» **Exercise goal**: Reproduce the passage of the article on the India-Australia trade pact between "The minister further" and "ratified the ECTA.", inclusive, substituting "Parliament of Australia" for "Australian Parliament".

» **Supplied text**:
[BEGIN]
Make best use of India-Aus trade pact, Goyal tells steel industry

New Delhi,  Commerce Minister Piyush Goyal on Tuesday urged the domestic steel industry to make best use of the India-Australia Economic Cooperation & Trade Agreement (ECTA) Agreement and look at capturing new opportunities in Australia.

He said this while speaking at the 3rd edition of ISA Steel Conclave.

"Developed countries recognise that the Indian economy will drive world growth," he said.

He highlighted that post agreement with Australia, all of India's steel exports to Australia will become duty free. He urged the industry to make best use of this agreement and look at capturing new opportunities in Australia.

The minister further said that these trading agreements with developed countries will usher in new opportunities "for our youth and businesses across sectors".

The Australian Parliament earlier on Tuesday ratified the ECTA.

Goyal said the steel industry is a major stakeholder, contributing significantly to the export earnings.

He urged the steel producers to strive to develop Brand India and observed that the steel industry is the low hanging fruit in India's integrated efforts to create global recognition of Indian products.
[END]
» **Collected material**:
[BEGIN]
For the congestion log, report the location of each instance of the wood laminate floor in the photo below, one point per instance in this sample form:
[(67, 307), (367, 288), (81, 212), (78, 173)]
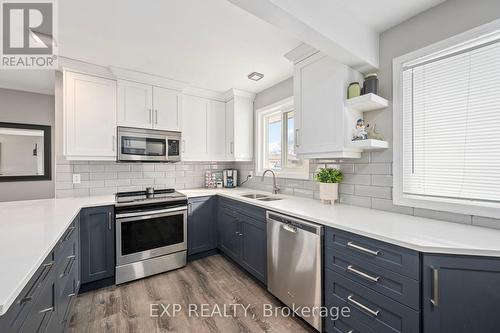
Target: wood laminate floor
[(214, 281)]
[END]
» **Solved exercise**:
The minister further said that these trading agreements with developed countries will usher in new opportunities "for our youth and businesses across sectors".

The Parliament of Australia earlier on Tuesday ratified the ECTA.